Free-text object descriptions:
[Start of Attachment]

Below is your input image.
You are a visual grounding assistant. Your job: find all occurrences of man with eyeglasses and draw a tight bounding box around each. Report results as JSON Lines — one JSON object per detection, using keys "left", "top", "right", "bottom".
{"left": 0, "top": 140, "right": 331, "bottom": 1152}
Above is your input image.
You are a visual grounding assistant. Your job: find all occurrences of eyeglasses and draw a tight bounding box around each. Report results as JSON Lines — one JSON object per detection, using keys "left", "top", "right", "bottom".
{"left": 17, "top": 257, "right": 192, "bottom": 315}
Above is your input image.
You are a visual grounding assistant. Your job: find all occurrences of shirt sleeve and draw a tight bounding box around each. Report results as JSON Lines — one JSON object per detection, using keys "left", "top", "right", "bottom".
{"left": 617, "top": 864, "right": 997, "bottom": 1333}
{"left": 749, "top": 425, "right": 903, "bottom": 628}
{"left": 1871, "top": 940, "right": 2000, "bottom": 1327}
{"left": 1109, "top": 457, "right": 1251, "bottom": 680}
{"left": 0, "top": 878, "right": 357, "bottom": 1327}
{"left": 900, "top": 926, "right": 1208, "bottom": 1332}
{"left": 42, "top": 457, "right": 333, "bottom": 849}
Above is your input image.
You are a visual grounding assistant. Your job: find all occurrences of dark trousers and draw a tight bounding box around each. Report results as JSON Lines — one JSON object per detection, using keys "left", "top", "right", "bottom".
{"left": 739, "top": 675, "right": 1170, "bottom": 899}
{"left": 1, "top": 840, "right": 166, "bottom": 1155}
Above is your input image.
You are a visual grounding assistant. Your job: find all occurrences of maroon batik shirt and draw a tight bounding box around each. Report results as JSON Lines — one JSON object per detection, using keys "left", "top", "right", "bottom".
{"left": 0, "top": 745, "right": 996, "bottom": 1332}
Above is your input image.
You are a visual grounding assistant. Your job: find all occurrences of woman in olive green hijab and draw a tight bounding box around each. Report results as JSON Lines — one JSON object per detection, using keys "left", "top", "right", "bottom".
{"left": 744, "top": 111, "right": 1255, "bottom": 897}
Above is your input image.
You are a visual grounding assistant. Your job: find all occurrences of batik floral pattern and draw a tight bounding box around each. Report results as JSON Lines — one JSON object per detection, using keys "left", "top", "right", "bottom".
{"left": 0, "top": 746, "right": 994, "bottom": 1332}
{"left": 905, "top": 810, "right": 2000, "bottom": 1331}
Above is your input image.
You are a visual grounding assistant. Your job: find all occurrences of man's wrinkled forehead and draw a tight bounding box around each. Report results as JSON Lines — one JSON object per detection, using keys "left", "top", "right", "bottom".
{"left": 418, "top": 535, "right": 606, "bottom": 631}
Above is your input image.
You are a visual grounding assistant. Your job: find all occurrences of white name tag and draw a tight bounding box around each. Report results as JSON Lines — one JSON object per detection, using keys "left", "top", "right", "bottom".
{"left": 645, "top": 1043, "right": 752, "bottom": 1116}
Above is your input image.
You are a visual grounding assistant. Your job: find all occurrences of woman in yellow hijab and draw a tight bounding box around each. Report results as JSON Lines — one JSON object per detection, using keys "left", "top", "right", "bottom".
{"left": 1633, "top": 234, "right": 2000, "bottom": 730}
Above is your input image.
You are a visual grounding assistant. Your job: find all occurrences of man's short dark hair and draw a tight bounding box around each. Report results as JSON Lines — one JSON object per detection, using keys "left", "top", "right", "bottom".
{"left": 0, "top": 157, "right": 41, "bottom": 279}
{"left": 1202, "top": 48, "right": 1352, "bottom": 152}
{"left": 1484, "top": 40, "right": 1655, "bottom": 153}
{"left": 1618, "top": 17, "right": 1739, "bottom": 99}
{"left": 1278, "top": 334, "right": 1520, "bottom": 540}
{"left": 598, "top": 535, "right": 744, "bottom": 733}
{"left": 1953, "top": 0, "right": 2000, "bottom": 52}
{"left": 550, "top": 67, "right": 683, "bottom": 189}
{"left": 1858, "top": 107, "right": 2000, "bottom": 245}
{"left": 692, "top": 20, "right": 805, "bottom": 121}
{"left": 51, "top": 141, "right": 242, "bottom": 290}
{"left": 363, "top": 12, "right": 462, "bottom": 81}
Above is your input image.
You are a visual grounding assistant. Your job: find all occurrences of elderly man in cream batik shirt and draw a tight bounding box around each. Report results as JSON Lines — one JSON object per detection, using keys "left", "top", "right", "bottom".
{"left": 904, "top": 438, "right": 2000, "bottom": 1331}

[End of Attachment]

[TASK INSTRUCTIONS]:
Having read the entries above, restate them all word for word.

[ANSWER TO THE EXERCISE]:
Below is your input image.
You are a visual grounding assistant. Your job: find all occurrences of man with eyeglasses and draw a tight bounding box around each. Report results as JSON Lines — one JSON object per detection, using keys "left", "top", "right", "bottom".
{"left": 0, "top": 140, "right": 331, "bottom": 1152}
Above is your input image.
You are a visual grounding assistant. Your job: find all occurrences of eyeglasses and draw a tight bounding box around each. Report results as JSON Lines — one JSON object per detection, using keys "left", "top", "right", "bottom".
{"left": 17, "top": 257, "right": 192, "bottom": 315}
Above is your input image.
You are a visual grounding assistant. Your job: find all occurrences of shirt sleeve and draw a tight bounding box around each. Report results as JSON Lines — one JSON object per detection, using keys "left", "top", "right", "bottom".
{"left": 617, "top": 864, "right": 997, "bottom": 1333}
{"left": 749, "top": 425, "right": 903, "bottom": 628}
{"left": 1871, "top": 940, "right": 2000, "bottom": 1327}
{"left": 1109, "top": 457, "right": 1251, "bottom": 680}
{"left": 0, "top": 878, "right": 357, "bottom": 1327}
{"left": 900, "top": 926, "right": 1208, "bottom": 1332}
{"left": 42, "top": 457, "right": 333, "bottom": 849}
Above is your input image.
You are a visual grounding assistant. Your job: find all occurrences of dark trousers and draw a tight bounding box around each. Report results as JSON Lines — one JSON object per detection, using keys "left", "top", "right", "bottom".
{"left": 739, "top": 675, "right": 1170, "bottom": 899}
{"left": 1, "top": 840, "right": 166, "bottom": 1155}
Above is your input image.
You are a visual grounding assistant. Your job: find all occurrences of maroon batik shirt and draw a tight bounding box around each. Report results as JSON Lines — one JSON object per detection, using keys "left", "top", "right", "bottom".
{"left": 0, "top": 745, "right": 996, "bottom": 1332}
Above is your input image.
You are a visual grounding assistant. Your job: find all occurrences of woman in olive green hijab and draw a tight bounding box around each. Report results as JSON Lines — one JSON object per detection, using keys "left", "top", "right", "bottom".
{"left": 744, "top": 111, "right": 1255, "bottom": 897}
Above is your input image.
You are a visual grounding assistant. Your job: find all occurrences of batik floral pattern and draw a tight bounding box around each. Report results as JSON Lines — one JSON object per detection, using keys "left", "top", "right", "bottom".
{"left": 0, "top": 746, "right": 994, "bottom": 1332}
{"left": 905, "top": 810, "right": 2000, "bottom": 1331}
Above is your input image.
You are a visual grounding assistant. Your job: find all occurrences of man's wrinkled forehead and draw a tight bounding box around each. Report results as JSON Lines — one JSON object per detection, using keys "left", "top", "right", "bottom".
{"left": 418, "top": 535, "right": 606, "bottom": 631}
Above is your input image.
You are a visual grounding assistant. Your job: find all occurrences of white name tag and draw a tight bounding box around each. Report results as JSON Lines — one JSON object per detection, using keys "left", "top", "right", "bottom".
{"left": 645, "top": 1043, "right": 752, "bottom": 1116}
Above is your input image.
You are a visual grounding assistant. Your job: find all occurrences of woman in yellow hijab and draw a tight bounding box around each. Report results as JSON Lines — one JSON object per detection, using keys "left", "top", "right", "bottom".
{"left": 1633, "top": 234, "right": 2000, "bottom": 730}
Above is your input image.
You are a visual grounding assistant. Your job: find all occurrences of man's short dark hair and draw a tight bounding box around each. Report results as JSON Lines — one JSON object per detection, using keys "left", "top", "right", "bottom".
{"left": 0, "top": 157, "right": 41, "bottom": 279}
{"left": 1202, "top": 48, "right": 1352, "bottom": 152}
{"left": 1484, "top": 40, "right": 1655, "bottom": 153}
{"left": 1618, "top": 17, "right": 1739, "bottom": 99}
{"left": 1278, "top": 334, "right": 1520, "bottom": 540}
{"left": 598, "top": 535, "right": 744, "bottom": 733}
{"left": 1953, "top": 0, "right": 2000, "bottom": 52}
{"left": 550, "top": 67, "right": 683, "bottom": 189}
{"left": 1858, "top": 107, "right": 2000, "bottom": 245}
{"left": 692, "top": 20, "right": 805, "bottom": 121}
{"left": 51, "top": 141, "right": 242, "bottom": 290}
{"left": 363, "top": 12, "right": 462, "bottom": 81}
Above is your input image.
You are a visual grounding assistant. Your job: find all occurrences of elderly man in cream batik shirt and draw a tight bounding box around each. Report results as JSON Lines — one JSON object per detection, using keys "left", "top", "right", "bottom".
{"left": 904, "top": 438, "right": 2000, "bottom": 1331}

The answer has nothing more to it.